● AIM OF THE TASK
Repeat the entries exactly but omit the pictures.

Dataset items:
● ● ● ● ● ● ●

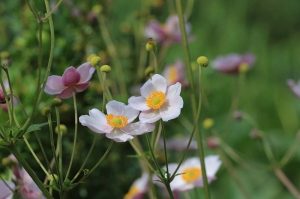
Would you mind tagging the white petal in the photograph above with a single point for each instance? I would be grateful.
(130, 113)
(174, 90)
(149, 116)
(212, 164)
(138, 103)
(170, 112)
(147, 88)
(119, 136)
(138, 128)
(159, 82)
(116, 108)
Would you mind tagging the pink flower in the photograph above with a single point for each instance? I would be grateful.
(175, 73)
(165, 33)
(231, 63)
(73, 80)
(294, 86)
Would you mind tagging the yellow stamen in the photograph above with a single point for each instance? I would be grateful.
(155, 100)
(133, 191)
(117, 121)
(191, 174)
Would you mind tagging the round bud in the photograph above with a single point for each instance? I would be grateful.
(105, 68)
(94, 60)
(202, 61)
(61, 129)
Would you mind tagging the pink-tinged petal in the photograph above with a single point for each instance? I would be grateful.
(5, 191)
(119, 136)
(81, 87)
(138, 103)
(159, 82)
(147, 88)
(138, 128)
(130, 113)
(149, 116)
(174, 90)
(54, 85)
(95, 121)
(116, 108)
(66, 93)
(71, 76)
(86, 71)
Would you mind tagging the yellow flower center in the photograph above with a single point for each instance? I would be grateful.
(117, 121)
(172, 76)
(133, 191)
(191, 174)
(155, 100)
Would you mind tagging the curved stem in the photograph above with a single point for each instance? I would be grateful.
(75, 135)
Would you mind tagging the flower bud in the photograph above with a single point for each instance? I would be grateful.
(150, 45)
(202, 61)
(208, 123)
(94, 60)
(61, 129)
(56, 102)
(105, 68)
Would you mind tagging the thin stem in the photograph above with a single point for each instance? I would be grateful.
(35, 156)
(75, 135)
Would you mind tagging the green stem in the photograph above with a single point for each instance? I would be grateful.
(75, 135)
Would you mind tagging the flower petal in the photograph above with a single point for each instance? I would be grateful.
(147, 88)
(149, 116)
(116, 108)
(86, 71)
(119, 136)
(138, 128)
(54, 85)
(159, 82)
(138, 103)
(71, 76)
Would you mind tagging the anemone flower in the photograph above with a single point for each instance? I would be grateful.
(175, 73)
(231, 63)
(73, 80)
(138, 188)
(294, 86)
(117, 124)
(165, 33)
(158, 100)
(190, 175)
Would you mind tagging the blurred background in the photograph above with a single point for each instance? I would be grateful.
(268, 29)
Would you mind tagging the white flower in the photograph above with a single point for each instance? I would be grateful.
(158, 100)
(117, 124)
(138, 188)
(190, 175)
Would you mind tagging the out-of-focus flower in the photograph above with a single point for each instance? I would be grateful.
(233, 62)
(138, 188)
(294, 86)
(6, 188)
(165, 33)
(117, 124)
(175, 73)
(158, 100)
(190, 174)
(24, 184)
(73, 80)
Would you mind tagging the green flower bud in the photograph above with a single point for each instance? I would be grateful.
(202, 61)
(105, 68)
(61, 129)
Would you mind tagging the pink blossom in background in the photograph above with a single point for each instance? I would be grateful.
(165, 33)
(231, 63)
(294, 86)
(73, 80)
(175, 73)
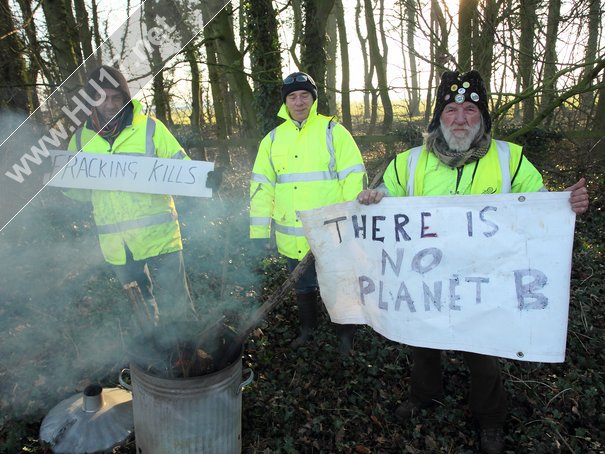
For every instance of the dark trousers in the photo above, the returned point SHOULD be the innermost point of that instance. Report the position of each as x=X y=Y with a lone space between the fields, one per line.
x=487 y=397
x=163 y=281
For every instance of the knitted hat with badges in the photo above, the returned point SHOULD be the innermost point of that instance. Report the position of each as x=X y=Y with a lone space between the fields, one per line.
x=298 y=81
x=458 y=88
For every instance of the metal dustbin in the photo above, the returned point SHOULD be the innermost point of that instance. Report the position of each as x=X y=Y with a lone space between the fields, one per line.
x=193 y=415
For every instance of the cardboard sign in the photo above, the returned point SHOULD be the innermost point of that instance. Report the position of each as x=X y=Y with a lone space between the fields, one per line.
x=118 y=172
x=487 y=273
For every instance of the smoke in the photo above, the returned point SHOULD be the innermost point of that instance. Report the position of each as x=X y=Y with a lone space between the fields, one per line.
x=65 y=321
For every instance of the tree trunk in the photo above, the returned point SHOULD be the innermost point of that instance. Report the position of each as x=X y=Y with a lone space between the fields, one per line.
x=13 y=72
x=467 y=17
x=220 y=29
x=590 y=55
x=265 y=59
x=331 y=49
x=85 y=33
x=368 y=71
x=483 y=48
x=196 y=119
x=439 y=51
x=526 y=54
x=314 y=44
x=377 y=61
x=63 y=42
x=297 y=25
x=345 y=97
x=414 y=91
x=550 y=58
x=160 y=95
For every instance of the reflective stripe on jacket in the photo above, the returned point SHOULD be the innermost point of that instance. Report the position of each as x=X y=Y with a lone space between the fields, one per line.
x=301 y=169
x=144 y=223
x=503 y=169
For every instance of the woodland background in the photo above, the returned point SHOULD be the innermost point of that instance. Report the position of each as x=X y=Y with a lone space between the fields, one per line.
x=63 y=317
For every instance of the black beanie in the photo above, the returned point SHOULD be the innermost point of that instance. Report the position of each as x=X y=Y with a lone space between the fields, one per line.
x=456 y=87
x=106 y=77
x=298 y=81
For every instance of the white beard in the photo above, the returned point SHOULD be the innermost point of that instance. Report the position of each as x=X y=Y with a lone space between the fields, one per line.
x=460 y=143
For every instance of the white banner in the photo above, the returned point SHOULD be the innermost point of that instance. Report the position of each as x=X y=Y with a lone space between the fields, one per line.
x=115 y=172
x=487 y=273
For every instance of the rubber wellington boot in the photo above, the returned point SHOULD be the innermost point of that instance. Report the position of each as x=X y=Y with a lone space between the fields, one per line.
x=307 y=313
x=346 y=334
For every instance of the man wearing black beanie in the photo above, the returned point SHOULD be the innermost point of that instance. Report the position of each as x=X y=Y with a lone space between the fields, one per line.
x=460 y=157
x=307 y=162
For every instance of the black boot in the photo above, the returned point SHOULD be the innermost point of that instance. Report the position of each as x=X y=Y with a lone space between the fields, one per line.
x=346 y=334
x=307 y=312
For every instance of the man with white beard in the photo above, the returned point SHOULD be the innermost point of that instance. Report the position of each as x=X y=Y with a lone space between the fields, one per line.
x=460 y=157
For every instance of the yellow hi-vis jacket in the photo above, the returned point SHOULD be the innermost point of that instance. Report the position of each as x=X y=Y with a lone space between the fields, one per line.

● ● ● ● ● ● ●

● RESPONSE TO THE TASK
Would you mind tagging the white petal in the photograph above with a single point for each instance? I would be grateful.
(130, 113)
(174, 90)
(149, 116)
(212, 164)
(138, 103)
(170, 112)
(147, 88)
(119, 136)
(138, 128)
(159, 82)
(116, 108)
Would you mind tagging the pink flower in the photograph above with a single point for each instance? I would be grateful.
(175, 73)
(165, 33)
(231, 63)
(73, 80)
(294, 86)
Would you mind tagging the yellow stamen in the photograph above with a single point for each instance? I would be grateful.
(155, 100)
(133, 191)
(117, 121)
(191, 174)
Would you mind tagging the round bud in the photograph above with a single point for each instance? I would be grateful.
(105, 68)
(94, 60)
(202, 61)
(61, 129)
Would you mind tagging the pink-tinged petal in the photograph above with a single point for each instance? I would be grateful.
(5, 191)
(119, 136)
(81, 87)
(138, 103)
(159, 82)
(147, 88)
(138, 128)
(130, 113)
(149, 116)
(174, 90)
(54, 85)
(95, 121)
(116, 108)
(66, 93)
(71, 76)
(86, 71)
Would you mind tagging the yellow flower center in the photograph above with a single point for each instance? I would be grateful.
(117, 121)
(172, 76)
(133, 191)
(191, 174)
(155, 100)
Would you mind tagging the curved stem in the photograph above with a single point for each instance? I would be grateful.
(75, 135)
Would you mind tagging the flower bud in the photograph above with a single point for each instance? I would be grateful.
(150, 45)
(202, 61)
(208, 123)
(94, 60)
(61, 129)
(56, 102)
(105, 68)
Would you mind tagging the thin stem in the photograph above with a single point for each instance? I would be grateful.
(35, 156)
(75, 135)
Would you mind tagging the green stem in the photograph above with a single point for each instance? I would be grateful.
(75, 135)
Would you mind tagging the flower petal in the photograph above with a single point for each instance? I would be grateful.
(147, 88)
(149, 116)
(116, 108)
(86, 71)
(119, 136)
(138, 128)
(54, 85)
(159, 82)
(138, 103)
(71, 76)
Would you mind tagging the anemone flower in the photograph above with a single point for each instance? I would be grateful.
(175, 73)
(231, 63)
(73, 80)
(138, 188)
(294, 86)
(117, 124)
(165, 33)
(158, 100)
(190, 175)
Would you mind tagging the blurred background in the photograph above with a single point for each instance? I would be grateful.
(268, 29)
Would you mind tagging the white flower in the photograph above with a single point for each instance? I would be grateful.
(158, 100)
(117, 124)
(138, 188)
(190, 175)
Would you mind tagging the out-of-focus flower in the photograph above with a single point for each instance? I would be grateful.
(233, 62)
(138, 188)
(294, 86)
(6, 188)
(165, 33)
(117, 124)
(175, 73)
(158, 100)
(190, 174)
(24, 184)
(73, 80)
Would you mind tagging the green flower bud in the photograph above with a single point for each instance? I would be grateful.
(202, 61)
(105, 68)
(61, 129)
Would you mind tagging the pink blossom in background in the photograph above with a single point for each instance? I would be grateful.
(165, 33)
(231, 63)
(294, 86)
(73, 80)
(175, 73)
For every instance of the dark trousers in the photo above, the returned point SHOULD be the innermost point of that instance. Report the position of each as x=X y=Y with a lone space between the fields, one per line.
x=487 y=397
x=163 y=281
For every instance of the knitted hat with badges in the photo above, the returned point SHOULD be the innermost point of that instance. Report the position of each as x=X y=Y with a lone space between the fields, one per line.
x=298 y=81
x=458 y=88
For every instance of the metal dustbin in the photo above, the returned point SHOULD be the innermost point of that instance. Report the position of each as x=X y=Y with a lone space between the fields, one per line.
x=193 y=415
For every instance of the cardboard sign in the photo above, the returned point SHOULD be the innermost point of that instance. Report the position of each as x=X y=Y with a lone space between the fields, one per line.
x=118 y=172
x=487 y=273
For every instance of the smoke in the photo above, the returned point SHOULD be the innermost point of that instance. Report the position of each as x=X y=Y with a lone space between the fields, one per line.
x=65 y=321
For every instance of the tree trunk in the photo above, the returned point SHOULD be the innermost point of that instance. Report the position of each as x=X y=Y with a lone space between the fields, one per line.
x=13 y=72
x=467 y=17
x=220 y=29
x=590 y=55
x=265 y=59
x=331 y=49
x=85 y=33
x=368 y=71
x=483 y=48
x=196 y=119
x=439 y=51
x=526 y=54
x=314 y=44
x=377 y=61
x=63 y=42
x=297 y=25
x=345 y=97
x=414 y=91
x=550 y=58
x=160 y=95
For every instance of the reflective stripe on jacket in the photo above, the returned point SHOULD be the innermost point of that instance. Report the position of each as x=X y=Y with a lone space between the fields, one per line.
x=301 y=169
x=144 y=223
x=503 y=169
For every instance of the woodland background in the photo above, the returned point SHOULD be the innermost point of that instance. Report the position of each as x=X y=Y with a lone space between the fields, one per line.
x=63 y=317
For every instance of the black beanie in the photo above, the returned point SHOULD be the innermost point of that instance. Report the position of each as x=X y=Y with a lone space between the fields, one per line.
x=456 y=87
x=106 y=77
x=298 y=81
For every instance of the white beard in the photo above, the returned point SHOULD be the innermost point of that instance. Report the position of each as x=X y=Y with a lone space between the fields, one per line.
x=460 y=143
For every instance of the white banner in the photo above, the returned point SHOULD be the innermost point of that instance. Report the position of each as x=X y=Y with a lone space between the fields, one per line.
x=115 y=172
x=487 y=273
For every instance of the rubber wellington boot in the photo above, the returned point SHOULD be the innermost point of that instance. Report the position of each as x=X y=Y with a lone space between the fields, one per line.
x=307 y=313
x=346 y=334
For every instance of the man wearing black beanie in the photo above, the returned point SHOULD be the innermost point of that instance. Report the position of each as x=X y=Y with a lone space between the fields, one per line.
x=460 y=157
x=307 y=162
For every instance of the black boot in the photo above, the returned point SHOULD be the innermost point of that instance. Report the position of each as x=X y=Y with a lone space between the fields, one per line.
x=346 y=334
x=307 y=312
For every instance of the man with white beard in the photo above, the returned point SHOULD be the innermost point of that instance. Report the position of each as x=X y=Y with a lone space between the fields, one per line.
x=460 y=157
For every instance of the yellow hi-vis jacket in the photo above, the returned point SHOULD be the innermost point of that instance. Report the position of each as x=X y=Y with a lone space between the fields, one per line.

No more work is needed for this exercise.